◆ The exercise: Write out the whole listing again, exactly as given.

◆ Dataset records:
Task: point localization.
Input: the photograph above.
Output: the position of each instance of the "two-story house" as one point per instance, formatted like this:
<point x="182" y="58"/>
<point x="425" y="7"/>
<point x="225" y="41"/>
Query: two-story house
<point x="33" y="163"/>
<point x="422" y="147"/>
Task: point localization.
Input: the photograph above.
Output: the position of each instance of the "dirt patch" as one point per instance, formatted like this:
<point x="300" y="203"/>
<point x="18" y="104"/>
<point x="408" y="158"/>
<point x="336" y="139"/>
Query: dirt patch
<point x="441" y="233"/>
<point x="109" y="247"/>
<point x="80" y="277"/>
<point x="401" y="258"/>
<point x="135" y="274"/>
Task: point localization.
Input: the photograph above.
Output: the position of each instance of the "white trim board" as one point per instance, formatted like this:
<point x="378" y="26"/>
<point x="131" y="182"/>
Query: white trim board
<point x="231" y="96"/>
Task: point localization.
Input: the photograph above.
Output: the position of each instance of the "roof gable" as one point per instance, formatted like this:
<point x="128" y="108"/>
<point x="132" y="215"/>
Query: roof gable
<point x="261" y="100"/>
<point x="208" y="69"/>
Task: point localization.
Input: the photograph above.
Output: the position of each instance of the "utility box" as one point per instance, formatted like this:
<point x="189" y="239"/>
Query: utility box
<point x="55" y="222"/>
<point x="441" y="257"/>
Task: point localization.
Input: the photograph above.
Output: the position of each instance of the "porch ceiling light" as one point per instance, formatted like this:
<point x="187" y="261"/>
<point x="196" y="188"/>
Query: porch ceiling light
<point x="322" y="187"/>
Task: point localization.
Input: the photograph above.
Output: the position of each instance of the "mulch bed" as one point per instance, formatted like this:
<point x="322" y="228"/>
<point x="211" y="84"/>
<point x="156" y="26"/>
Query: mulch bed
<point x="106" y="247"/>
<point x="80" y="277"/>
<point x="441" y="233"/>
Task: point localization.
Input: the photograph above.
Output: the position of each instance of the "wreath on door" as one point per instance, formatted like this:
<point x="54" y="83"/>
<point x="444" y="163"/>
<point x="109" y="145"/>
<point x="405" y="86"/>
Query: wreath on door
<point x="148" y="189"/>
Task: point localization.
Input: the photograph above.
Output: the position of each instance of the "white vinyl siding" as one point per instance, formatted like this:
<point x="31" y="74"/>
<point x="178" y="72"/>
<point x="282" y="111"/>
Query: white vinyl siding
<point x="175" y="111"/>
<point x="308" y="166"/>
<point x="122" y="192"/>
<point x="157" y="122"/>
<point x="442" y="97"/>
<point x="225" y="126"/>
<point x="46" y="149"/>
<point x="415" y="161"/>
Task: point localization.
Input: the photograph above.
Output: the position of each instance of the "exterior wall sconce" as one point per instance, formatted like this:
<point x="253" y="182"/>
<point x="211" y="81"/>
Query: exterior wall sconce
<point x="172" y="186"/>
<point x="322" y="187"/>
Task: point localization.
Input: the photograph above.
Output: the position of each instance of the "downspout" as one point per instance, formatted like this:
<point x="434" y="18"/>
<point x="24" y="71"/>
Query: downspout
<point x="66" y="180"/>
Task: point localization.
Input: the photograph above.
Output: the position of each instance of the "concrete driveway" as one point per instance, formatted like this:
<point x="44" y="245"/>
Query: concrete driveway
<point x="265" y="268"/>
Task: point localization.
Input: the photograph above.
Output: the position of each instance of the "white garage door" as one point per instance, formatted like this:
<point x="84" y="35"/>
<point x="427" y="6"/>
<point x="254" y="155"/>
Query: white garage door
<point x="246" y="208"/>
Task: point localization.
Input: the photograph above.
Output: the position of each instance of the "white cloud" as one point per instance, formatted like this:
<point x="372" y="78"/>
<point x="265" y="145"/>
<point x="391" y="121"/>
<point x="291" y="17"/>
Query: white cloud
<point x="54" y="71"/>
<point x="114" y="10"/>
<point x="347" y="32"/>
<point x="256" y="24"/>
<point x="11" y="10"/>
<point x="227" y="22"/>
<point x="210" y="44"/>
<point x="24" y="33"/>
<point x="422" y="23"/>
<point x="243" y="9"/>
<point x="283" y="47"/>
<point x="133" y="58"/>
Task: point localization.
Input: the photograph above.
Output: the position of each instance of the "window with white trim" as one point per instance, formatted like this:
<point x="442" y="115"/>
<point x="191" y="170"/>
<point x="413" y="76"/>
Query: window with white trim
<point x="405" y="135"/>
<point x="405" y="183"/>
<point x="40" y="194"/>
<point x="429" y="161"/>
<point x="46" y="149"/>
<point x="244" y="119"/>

◆ Output of the exercise:
Task: point localization.
Input: the photograph above.
Output: the position of each instance of the "two-story house" as one point per instance, formatted like this:
<point x="182" y="58"/>
<point x="425" y="7"/>
<point x="225" y="41"/>
Query: two-story house
<point x="33" y="163"/>
<point x="422" y="147"/>
Task: point localization.
Input: the photograph above.
Output: the position of each instance of the "dirt patch" as one point per instance, formatted like this:
<point x="300" y="203"/>
<point x="18" y="104"/>
<point x="408" y="158"/>
<point x="336" y="139"/>
Query: dirt patch
<point x="441" y="233"/>
<point x="109" y="247"/>
<point x="80" y="277"/>
<point x="401" y="258"/>
<point x="135" y="274"/>
Task: point localization.
Input: the photograph above.
Output: the position of each instance of the "white trim board" as one point per instance, formatted like this:
<point x="378" y="26"/>
<point x="131" y="182"/>
Query: white trim board
<point x="231" y="96"/>
Task: point localization.
Input: the photograph above.
Output: the position of each instance of the "roof gable" as one point per instance, formatted like this:
<point x="128" y="108"/>
<point x="132" y="215"/>
Query: roof gable
<point x="261" y="100"/>
<point x="208" y="69"/>
Task: point localization.
Input: the photograph above.
Output: the position of each instance of the "utility box" as one point per instance, formatted like this:
<point x="189" y="239"/>
Query: utility box
<point x="55" y="222"/>
<point x="441" y="257"/>
Task: point localization.
Input: the photograph above.
Output: the position of each instance of the "porch ceiling light" as one point per instance, formatted like this:
<point x="187" y="261"/>
<point x="196" y="188"/>
Query: porch ceiling light
<point x="322" y="187"/>
Task: point localization.
Input: the photograph above.
Output: the position of each instance of the "mulch bed" as one point per instance, formatted like this:
<point x="322" y="228"/>
<point x="211" y="84"/>
<point x="156" y="26"/>
Query: mulch bed
<point x="106" y="247"/>
<point x="80" y="277"/>
<point x="441" y="233"/>
Task: point localization.
Input: the photograph above.
Output: the position of each instance of the "wreath on door" as one point per instance, formatted like this:
<point x="54" y="83"/>
<point x="444" y="163"/>
<point x="109" y="145"/>
<point x="405" y="86"/>
Query: wreath on door
<point x="148" y="189"/>
Task: point localization.
Input: the photograph above.
Output: the position of each instance of the "white vinyl siding" as one point per instance, formatted like this:
<point x="31" y="74"/>
<point x="178" y="72"/>
<point x="282" y="111"/>
Query: white vinyl siding
<point x="175" y="111"/>
<point x="308" y="166"/>
<point x="122" y="192"/>
<point x="157" y="122"/>
<point x="442" y="97"/>
<point x="225" y="126"/>
<point x="46" y="149"/>
<point x="415" y="161"/>
Task: point localization.
Input: the photograph above.
Output: the position of each instance of the "exterior wall sconce" as one point per instance, formatted like this:
<point x="253" y="182"/>
<point x="211" y="81"/>
Query: exterior wall sconce
<point x="172" y="186"/>
<point x="322" y="187"/>
Task: point localization.
Input: the photograph above.
Output: the position of each instance of the "downspout" as one point per instance, formatted like this:
<point x="434" y="18"/>
<point x="24" y="71"/>
Query: downspout
<point x="66" y="180"/>
Task: point localization.
Input: the photograph above.
Output: the position of each instance of the "concrete driveway" as one point per instance, formatted like this:
<point x="44" y="245"/>
Query: concrete driveway
<point x="265" y="268"/>
Task: point localization.
Input: the photograph above.
Output: the position of each instance of the "white garage door" as one point per instance, formatted like this:
<point x="84" y="35"/>
<point x="427" y="6"/>
<point x="254" y="155"/>
Query: white garage door
<point x="246" y="208"/>
Task: point localization.
Input: the photograph above.
Output: the position of each instance of the "white cloud" as one point per instance, formatted like this:
<point x="372" y="78"/>
<point x="265" y="145"/>
<point x="391" y="121"/>
<point x="291" y="17"/>
Query: white cloud
<point x="54" y="71"/>
<point x="114" y="10"/>
<point x="347" y="32"/>
<point x="256" y="24"/>
<point x="11" y="10"/>
<point x="227" y="22"/>
<point x="210" y="44"/>
<point x="24" y="33"/>
<point x="422" y="23"/>
<point x="243" y="9"/>
<point x="283" y="47"/>
<point x="133" y="58"/>
Task: point localization.
Input: the photograph above.
Output: the position of each instance of the "window with white trim" as one point per instance, formatted like this:
<point x="442" y="115"/>
<point x="191" y="170"/>
<point x="413" y="76"/>
Query: window with white trim
<point x="405" y="135"/>
<point x="405" y="183"/>
<point x="40" y="194"/>
<point x="429" y="161"/>
<point x="46" y="149"/>
<point x="244" y="119"/>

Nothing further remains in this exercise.